• **Data provided**
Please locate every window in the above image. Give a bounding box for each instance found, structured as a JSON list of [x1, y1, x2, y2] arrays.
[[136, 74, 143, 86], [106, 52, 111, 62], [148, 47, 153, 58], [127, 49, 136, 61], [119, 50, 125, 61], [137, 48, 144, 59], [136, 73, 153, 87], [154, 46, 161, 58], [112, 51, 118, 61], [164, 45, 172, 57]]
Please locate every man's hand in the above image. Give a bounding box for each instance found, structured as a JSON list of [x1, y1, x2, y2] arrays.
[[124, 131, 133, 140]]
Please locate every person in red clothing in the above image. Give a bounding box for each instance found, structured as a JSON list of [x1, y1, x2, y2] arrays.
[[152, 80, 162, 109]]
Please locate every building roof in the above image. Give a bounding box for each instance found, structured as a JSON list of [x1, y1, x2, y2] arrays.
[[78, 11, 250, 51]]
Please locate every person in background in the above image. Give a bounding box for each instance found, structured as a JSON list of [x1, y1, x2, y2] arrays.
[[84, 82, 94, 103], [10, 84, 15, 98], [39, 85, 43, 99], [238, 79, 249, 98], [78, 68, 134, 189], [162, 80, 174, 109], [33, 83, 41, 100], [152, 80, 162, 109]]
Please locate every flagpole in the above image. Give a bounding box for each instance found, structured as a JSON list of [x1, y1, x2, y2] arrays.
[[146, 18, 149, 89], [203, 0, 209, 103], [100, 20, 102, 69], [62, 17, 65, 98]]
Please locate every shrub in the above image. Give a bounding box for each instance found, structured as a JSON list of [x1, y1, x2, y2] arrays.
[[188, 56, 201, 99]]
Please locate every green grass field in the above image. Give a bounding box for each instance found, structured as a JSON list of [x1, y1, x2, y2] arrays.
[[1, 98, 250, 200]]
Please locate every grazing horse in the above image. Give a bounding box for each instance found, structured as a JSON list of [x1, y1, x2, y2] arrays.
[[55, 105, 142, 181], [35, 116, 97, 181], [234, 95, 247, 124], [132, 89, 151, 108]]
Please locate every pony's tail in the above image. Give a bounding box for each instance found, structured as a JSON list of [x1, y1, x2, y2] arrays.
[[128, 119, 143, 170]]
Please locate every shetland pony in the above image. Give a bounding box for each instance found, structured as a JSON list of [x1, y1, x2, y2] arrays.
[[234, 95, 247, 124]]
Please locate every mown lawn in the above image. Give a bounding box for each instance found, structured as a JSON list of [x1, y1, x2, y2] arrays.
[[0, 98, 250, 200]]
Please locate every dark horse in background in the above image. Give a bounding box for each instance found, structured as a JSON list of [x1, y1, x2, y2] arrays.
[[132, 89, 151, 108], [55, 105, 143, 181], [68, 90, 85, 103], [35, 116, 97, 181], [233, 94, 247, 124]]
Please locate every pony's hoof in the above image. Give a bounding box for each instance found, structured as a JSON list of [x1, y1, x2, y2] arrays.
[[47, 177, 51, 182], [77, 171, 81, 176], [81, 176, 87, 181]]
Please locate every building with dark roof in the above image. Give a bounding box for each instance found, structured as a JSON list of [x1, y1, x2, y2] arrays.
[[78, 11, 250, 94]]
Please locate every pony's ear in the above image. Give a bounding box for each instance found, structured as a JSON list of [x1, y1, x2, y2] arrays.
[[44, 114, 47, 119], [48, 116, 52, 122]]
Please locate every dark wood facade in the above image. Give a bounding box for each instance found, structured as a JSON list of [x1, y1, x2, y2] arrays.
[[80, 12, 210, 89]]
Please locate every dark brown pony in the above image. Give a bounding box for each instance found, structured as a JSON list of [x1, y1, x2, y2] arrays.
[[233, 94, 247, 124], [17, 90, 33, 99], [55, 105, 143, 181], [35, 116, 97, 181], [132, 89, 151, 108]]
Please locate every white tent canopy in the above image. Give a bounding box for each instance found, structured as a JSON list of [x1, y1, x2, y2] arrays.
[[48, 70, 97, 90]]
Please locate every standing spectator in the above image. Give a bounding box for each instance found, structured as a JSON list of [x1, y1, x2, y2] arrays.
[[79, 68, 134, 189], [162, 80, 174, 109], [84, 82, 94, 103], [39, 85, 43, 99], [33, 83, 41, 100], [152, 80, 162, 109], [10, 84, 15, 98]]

• **Task item**
Repeat the whole listing exactly, keeping every line intact.

• **Answer section**
Please locate every window in the above image. Give a bounding box for each instance found, structured as a JSON list of [x1, y1, x2, y2] arrays.
[[136, 74, 143, 86], [106, 52, 111, 62], [148, 47, 153, 58], [127, 49, 136, 61], [119, 50, 125, 61], [137, 48, 144, 59], [136, 73, 153, 87], [154, 46, 161, 58], [112, 51, 118, 61], [164, 45, 172, 57]]
Please locate every man's hand in the above image. Give a bounding box for each instance found, structured as a JSON list of [x1, y1, x2, y2] arrays.
[[124, 131, 133, 140]]
Please locate every person in red clothing in the above image. Give a bounding box for each instance found, structured as a JSON list of [x1, y1, x2, y2] arrays.
[[152, 80, 162, 109]]
Please locate every building roof in the above image. Give a bounding box for each instance found, structured as a JSON list of [x1, y1, x2, y2] arrays.
[[78, 11, 250, 51]]
Please locate every person in background in the above image. Give a bounding box for each instance found, structured as a JSON list of [x1, y1, x2, y2] arrays.
[[84, 82, 94, 103], [10, 84, 15, 98], [39, 85, 43, 99], [238, 79, 249, 98], [78, 68, 134, 189], [162, 80, 174, 109], [33, 83, 41, 100], [152, 80, 162, 109]]
Please locate every flagpole in the above image. Give a bounding box for each instance found, structured as a JSON list of [x1, y1, x2, y2] arrays.
[[146, 18, 149, 89], [203, 0, 209, 103], [100, 20, 102, 69], [62, 17, 65, 98]]
Please locate every shrub in the above image. Give a bounding box for each instance found, structured as a JSON list of [x1, y1, x2, y2] arrays.
[[188, 56, 201, 99]]
Please locate every green grass field in the above image. Give a bounding box for each instance found, structured as a JSON list of [x1, y1, x2, y2] arrays.
[[1, 98, 250, 200]]
Please locate every grazing horse in the above image. Give a bounding box for each instance found, structured as a JSON list of [x1, y1, x2, y2] arrays.
[[55, 105, 142, 181], [35, 116, 97, 181], [234, 95, 247, 124], [132, 89, 151, 108]]
Please locate every pony's tail in the above image. Give a bounding box for each instance found, structured as a JSON list of [x1, y1, x2, y2] arrays.
[[128, 119, 143, 170]]
Please locate every shetland pony in the above image. Give a bounding box for each instance found, structured as a JSON list of [x1, y1, x2, y2] arrays.
[[234, 95, 247, 124]]
Please locate every mown lawn in the above image. Give a bounding box for each instance found, structured as a JSON list of [x1, y1, x2, y2] arrays.
[[0, 98, 250, 200]]
Please locate every dark horse in background in the above image. Give a bounding box for each instance found, structured as a JSON list of [x1, y1, x2, y2] arrays.
[[132, 89, 151, 108], [55, 105, 143, 181], [68, 90, 85, 103], [35, 116, 97, 181], [233, 94, 247, 124]]
Please locate every pony's hoof in the above image. Give a bounding box for each instance found, structured as a JSON list of [x1, y1, x2, y2] arrays.
[[47, 177, 51, 182], [77, 171, 81, 176], [81, 176, 87, 181]]
Please locate every building with dark roof in the above image. Give a bounding box for each instance found, structured as a JSON list of [x1, y1, x2, y2] arrays.
[[78, 11, 250, 94]]
Please locate every pony's ear in the above image. Give a bounding box for each instance found, structured as a JSON list of [x1, y1, x2, y2] arrays.
[[44, 114, 47, 119], [48, 116, 52, 122]]
Please locate every dark wood facade in the above image. Give a bounding box for each instance found, structured as a JSON list of [x1, y1, x2, y2] arrays.
[[80, 12, 210, 89]]
Please locate every dark brown pony in the above image. Give a bounding box for each instance found, structured as a JSON list of [x1, y1, x2, y2] arrays.
[[233, 94, 247, 124], [17, 90, 33, 99], [55, 105, 143, 181], [35, 116, 97, 181], [132, 89, 151, 108]]
Please locate every white tent canopy in the above image. Give a bounding box for each instance found, structured as a JSON list of [x1, y1, x2, y2] arrays.
[[48, 70, 97, 90]]
Please locate every standing spectator in the above image. Give a bounding box for each instance found, structured as a JSON list of [x1, y1, x2, y2] arrays.
[[79, 68, 134, 189], [162, 80, 174, 109], [84, 82, 94, 103], [39, 85, 43, 99], [33, 83, 41, 100], [152, 80, 162, 109], [10, 84, 15, 98]]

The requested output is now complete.